• _TEXT_

What amazed me most about The Cat Art Show 3 was that most (if not quite all) of the artists on view rose to the challenge of mining those observations and inspirations with considerable originality, verve, virtuosity, and even brilliance. There were some 140 works on view and one was drawn in for a close look at almost all of them. This is not something to be expected, even in a museum show. My initial expectation was that I’d be walking into a few gems amid a sea of quasi-pop/commercial ‘low-brow’ art. (I don’t like the term ‘low-brow’, and I think it’s occasionally misapplied; but I think readers will know what I’m talking about.) In this particular instance, even what might be shoved into that category managed to be pretty brilliant. Mark Ryden’s rendition of the famous “Schrödinger’s Cat” quantum mechanical ‘thought’ experiment, Superposition, managed to brilliantly sum up the spirit of the entire show and perhaps the entire scope of human endeavour as it is tenuously connected to the feline world. It also connected with the moment we’re living through (which on that particular evening seemed especially dark to me). Which is to say that the best work in the show captured those simultaneous moments, those dual (or multiple) universes contained within the special domain we share with cats or evoked by them.

• _TO BE DONE_
In the review of The Cat Art Show 3, roughly how many works were on view?

• _INFORMATION SHOWN_
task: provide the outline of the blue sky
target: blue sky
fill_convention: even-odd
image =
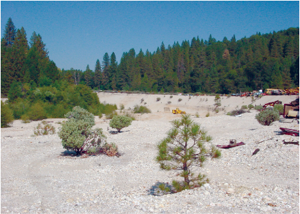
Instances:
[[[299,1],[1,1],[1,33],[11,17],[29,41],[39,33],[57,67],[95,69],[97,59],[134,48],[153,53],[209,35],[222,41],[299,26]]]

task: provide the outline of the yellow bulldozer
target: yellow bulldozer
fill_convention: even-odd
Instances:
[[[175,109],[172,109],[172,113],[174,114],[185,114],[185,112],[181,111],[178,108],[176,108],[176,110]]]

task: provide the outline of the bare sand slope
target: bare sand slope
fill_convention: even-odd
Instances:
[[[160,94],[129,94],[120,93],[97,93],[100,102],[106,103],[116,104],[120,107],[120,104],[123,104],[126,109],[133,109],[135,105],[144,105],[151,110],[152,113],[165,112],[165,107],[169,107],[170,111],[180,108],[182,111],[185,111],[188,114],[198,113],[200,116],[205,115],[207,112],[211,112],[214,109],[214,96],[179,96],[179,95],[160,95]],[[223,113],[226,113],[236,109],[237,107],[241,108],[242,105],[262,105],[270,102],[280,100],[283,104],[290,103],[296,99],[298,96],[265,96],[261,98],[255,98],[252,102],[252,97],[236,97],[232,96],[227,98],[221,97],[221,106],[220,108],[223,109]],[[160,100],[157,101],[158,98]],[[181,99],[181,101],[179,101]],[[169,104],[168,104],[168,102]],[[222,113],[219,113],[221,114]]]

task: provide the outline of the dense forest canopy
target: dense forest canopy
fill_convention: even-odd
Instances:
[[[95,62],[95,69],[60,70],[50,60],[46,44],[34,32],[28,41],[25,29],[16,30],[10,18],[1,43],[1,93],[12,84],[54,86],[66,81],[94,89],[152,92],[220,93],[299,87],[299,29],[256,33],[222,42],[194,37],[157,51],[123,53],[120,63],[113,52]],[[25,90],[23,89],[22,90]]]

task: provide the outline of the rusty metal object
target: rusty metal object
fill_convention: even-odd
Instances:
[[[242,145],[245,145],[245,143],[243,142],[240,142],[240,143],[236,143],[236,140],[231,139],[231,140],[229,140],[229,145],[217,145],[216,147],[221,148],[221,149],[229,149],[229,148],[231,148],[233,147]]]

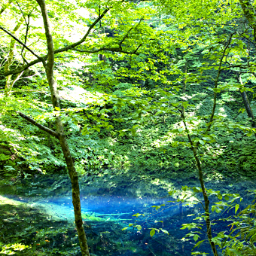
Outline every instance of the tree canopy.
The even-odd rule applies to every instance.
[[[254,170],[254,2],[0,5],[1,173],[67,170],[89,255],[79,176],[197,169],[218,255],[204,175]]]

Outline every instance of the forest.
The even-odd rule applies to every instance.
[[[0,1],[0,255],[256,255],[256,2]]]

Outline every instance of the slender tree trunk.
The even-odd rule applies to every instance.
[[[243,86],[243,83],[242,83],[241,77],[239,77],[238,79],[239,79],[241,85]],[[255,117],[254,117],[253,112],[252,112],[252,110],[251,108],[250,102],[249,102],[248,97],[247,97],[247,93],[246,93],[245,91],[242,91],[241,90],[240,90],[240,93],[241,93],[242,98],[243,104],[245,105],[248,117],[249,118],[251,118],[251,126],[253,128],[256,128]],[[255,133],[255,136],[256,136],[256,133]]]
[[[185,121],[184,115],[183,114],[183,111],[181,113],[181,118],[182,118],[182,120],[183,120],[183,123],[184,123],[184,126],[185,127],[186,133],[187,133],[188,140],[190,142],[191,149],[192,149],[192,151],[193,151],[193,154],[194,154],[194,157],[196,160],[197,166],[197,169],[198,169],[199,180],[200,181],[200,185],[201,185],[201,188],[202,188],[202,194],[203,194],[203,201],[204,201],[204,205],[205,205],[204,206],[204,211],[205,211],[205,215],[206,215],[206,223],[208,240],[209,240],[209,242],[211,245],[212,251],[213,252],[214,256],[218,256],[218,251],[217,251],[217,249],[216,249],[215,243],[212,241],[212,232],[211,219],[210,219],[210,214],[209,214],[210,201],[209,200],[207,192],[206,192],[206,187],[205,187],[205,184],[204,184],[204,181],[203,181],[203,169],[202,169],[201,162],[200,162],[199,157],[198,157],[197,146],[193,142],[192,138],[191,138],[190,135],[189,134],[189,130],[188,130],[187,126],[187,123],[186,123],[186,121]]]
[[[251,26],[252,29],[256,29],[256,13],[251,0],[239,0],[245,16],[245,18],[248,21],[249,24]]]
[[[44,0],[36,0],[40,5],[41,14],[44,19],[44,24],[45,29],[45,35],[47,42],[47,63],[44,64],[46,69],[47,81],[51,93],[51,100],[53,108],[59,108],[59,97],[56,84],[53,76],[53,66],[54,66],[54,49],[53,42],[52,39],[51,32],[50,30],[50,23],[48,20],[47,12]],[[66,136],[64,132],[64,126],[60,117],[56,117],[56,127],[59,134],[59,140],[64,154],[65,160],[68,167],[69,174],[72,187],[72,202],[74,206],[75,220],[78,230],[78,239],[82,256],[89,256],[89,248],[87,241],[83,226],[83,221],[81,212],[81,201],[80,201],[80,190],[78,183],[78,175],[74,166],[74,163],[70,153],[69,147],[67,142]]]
---
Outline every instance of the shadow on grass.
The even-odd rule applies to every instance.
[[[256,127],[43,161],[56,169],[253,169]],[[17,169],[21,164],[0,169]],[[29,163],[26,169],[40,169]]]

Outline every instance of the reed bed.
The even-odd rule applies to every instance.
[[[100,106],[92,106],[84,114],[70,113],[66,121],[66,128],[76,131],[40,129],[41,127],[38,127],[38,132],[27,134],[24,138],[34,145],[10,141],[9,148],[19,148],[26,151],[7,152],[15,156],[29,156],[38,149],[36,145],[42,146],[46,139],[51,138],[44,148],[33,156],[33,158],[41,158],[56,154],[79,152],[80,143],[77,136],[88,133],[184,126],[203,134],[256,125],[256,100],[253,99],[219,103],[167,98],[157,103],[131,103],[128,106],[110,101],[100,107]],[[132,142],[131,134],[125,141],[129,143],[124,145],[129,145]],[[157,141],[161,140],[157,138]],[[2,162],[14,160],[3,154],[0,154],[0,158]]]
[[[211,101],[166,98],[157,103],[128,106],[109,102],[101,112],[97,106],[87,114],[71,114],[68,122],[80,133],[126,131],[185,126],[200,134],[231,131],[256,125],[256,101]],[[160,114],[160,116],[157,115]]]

• _ANSWER TO THIS TASK_
Some 140 works.